__Required work__:
**A.** Render this sentence from the run storage source code in Spanish: "Configuration of concrete subclasses of this class should be done by setting values in that file."
**B.** Extend the run storage source code past its final line, keeping the same style of abstract methods and docstrings.

— start of Document passage —

Source code for dagster._core.storage.runs.base

from abc import ABC, abstractmethod
from typing import TYPE_CHECKING, Mapping, Optional, Sequence, Set, Tuple, Union

from typing_extensions import TypedDict

from dagster._core.events import DagsterEvent
from dagster._core.execution.backfill import BulkActionStatus, PartitionBackfill
from dagster._core.instance import MayHaveInstanceWeakref, T_DagsterInstance
from dagster._core.snap import ExecutionPlanSnapshot, JobSnapshot
from dagster._core.storage.dagster_run import (
    DagsterRun,
    JobBucket,
    RunPartitionData,
    RunRecord,
    RunsFilter,
    TagBucket,
)
from dagster._core.storage.sql import AlembicVersion
from dagster._daemon.types import DaemonHeartbeat
from dagster._utils import PrintFn

from ..daemon_cursor import DaemonCursorStorage

if TYPE_CHECKING:
    from dagster._core.host_representation.origin import ExternalJobOrigin


class RunGroupInfo(TypedDict):
    count: int
    runs: Sequence[DagsterRun]


[docs]class RunStorage(ABC, MayHaveInstanceWeakref[T_DagsterInstance], DaemonCursorStorage):
    """Abstract base class for storing pipeline run history.

    Note that run storages using SQL databases as backing stores should implement
    :py:class:`~dagster._core.storage.runs.SqlRunStorage`.

    Users should not directly instantiate concrete subclasses of this class; they are instantiated
    by internal machinery when ``dagster-webserver`` and ``dagster-graphql`` load, based on the values in the
    ``dagster.yaml`` file in ``$DAGSTER_HOME``. Configuration of concrete subclasses of this class
    should be done by setting values in that file.
    """

    @abstractmethod
    def add_run(self, dagster_run: DagsterRun) -> DagsterRun:
        """Add a run to storage.

        If a run already exists with the same ID, raise DagsterRunAlreadyExists
        If the run's snapshot ID does not exist raise DagsterSnapshotDoesNotExist

        Args:
            dagster_run (DagsterRun): The run to add.
        """

— end of Document passage —
— start of Information given —

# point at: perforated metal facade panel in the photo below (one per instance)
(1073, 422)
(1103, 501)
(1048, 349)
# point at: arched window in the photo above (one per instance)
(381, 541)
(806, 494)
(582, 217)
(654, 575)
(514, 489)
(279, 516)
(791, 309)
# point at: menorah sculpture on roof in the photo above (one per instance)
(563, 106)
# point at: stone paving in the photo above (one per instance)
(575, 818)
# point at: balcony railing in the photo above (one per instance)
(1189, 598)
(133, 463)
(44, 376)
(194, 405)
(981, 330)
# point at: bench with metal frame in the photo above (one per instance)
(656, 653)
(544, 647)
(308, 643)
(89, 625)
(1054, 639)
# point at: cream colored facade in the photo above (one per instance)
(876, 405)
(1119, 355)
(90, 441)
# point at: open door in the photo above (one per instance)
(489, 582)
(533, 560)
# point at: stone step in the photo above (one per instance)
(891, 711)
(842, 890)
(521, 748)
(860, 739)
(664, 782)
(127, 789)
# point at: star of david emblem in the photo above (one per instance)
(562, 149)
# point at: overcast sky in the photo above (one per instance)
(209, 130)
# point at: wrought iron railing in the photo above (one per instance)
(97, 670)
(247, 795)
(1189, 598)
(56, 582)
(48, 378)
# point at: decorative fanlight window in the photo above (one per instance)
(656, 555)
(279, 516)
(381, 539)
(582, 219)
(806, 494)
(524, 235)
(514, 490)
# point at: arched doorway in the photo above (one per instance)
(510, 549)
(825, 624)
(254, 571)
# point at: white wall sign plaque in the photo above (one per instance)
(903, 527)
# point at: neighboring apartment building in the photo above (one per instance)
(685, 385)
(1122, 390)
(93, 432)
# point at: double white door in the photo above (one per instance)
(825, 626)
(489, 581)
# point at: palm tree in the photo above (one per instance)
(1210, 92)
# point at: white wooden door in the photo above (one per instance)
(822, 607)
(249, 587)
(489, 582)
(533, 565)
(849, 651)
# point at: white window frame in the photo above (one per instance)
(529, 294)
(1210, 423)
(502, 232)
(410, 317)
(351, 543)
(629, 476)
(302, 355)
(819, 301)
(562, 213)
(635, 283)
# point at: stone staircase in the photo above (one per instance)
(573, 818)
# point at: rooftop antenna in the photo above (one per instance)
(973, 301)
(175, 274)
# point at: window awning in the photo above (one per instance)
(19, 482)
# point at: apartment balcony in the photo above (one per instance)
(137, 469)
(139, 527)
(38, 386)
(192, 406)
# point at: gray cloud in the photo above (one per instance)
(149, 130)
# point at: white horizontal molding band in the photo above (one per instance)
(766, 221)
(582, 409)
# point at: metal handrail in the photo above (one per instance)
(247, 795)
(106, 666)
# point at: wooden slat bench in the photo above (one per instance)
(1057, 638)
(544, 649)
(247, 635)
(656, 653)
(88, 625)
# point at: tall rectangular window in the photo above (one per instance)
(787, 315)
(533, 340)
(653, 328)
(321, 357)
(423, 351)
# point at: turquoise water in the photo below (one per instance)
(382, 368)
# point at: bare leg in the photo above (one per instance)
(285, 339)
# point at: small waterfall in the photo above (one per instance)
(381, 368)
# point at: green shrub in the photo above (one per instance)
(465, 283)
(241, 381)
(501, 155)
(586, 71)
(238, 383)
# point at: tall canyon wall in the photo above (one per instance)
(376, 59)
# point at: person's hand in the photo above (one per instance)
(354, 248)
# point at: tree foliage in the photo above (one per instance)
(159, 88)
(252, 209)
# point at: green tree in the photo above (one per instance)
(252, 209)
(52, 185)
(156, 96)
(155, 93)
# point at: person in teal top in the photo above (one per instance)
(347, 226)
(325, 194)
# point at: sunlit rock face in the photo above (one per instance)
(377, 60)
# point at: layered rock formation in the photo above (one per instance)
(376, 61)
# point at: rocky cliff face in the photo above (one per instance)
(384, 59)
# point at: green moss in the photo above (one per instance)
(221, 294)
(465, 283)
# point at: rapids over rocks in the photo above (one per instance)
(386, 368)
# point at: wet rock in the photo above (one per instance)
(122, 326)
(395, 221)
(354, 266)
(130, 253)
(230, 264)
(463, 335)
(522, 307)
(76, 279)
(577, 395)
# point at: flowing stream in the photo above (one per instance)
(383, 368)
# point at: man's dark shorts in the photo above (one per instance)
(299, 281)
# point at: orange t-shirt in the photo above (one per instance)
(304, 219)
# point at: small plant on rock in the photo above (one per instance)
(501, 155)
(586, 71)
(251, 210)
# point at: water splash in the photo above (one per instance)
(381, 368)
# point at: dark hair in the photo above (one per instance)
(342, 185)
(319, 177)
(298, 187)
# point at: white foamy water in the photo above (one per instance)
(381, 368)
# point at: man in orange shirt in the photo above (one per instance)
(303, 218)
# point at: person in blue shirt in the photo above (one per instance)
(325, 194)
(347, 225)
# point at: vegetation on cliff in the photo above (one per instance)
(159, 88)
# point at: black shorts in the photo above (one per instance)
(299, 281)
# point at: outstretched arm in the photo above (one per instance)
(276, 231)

— end of Information given —

__Results for the exercise__:
**A.** La configuración de las subclases concretas de esta clase debe realizarse estableciendo valores en ese archivo.

**B.**
    @abstractmethod
    def handle_run_event(self, run_id: str, event: DagsterEvent) -> None:
        """Update run storage in accordance to a pipeline run related DagsterEvent.

        Args:
            run_id (str)
            event (DagsterEvent)
        """

    @abstractmethod
    def get_runs(
        self,
        filters: Optional[RunsFilter] = None,
        cursor: Optional[str] = None,
        limit: Optional[int] = None,
        bucket_by: Optional[Union[JobBucket, TagBucket]] = None,
    ) -> Sequence[DagsterRun]:
        """Return all the runs present in the storage that match the given filters.

        Args:
            filters (Optional[RunsFilter]) -- The
                :py:class:`~dagster._core.storage.pipeline_run.RunsFilter` by which to filter
                runs
            cursor (Optional[str]): Starting cursor (run_id) of range of runs
            limit (Optional[int]): Number of results to get. Defaults to infinite.

        Returns:
            List[PipelineRun]
        """

    @abstractmethod
    def get_run_ids(
        self,
        filters: Optional[RunsFilter] = None,
        cursor: Optional[str] = None,
        limit: Optional[int] = None,
    ) -> Sequence[str]:
        """Return all the run IDs for runs present in the storage that match the given filters.

        Args:
            filters (Optional[RunsFilter]) -- The
                :py:class:`~dagster._core.storage.pipeline_run.RunsFilter` by which to filter
                runs
            cursor (Optional[str]): Starting cursor (run_id) of range of runs
            limit (Optional[int]): Number of results to get. Defaults to infinite.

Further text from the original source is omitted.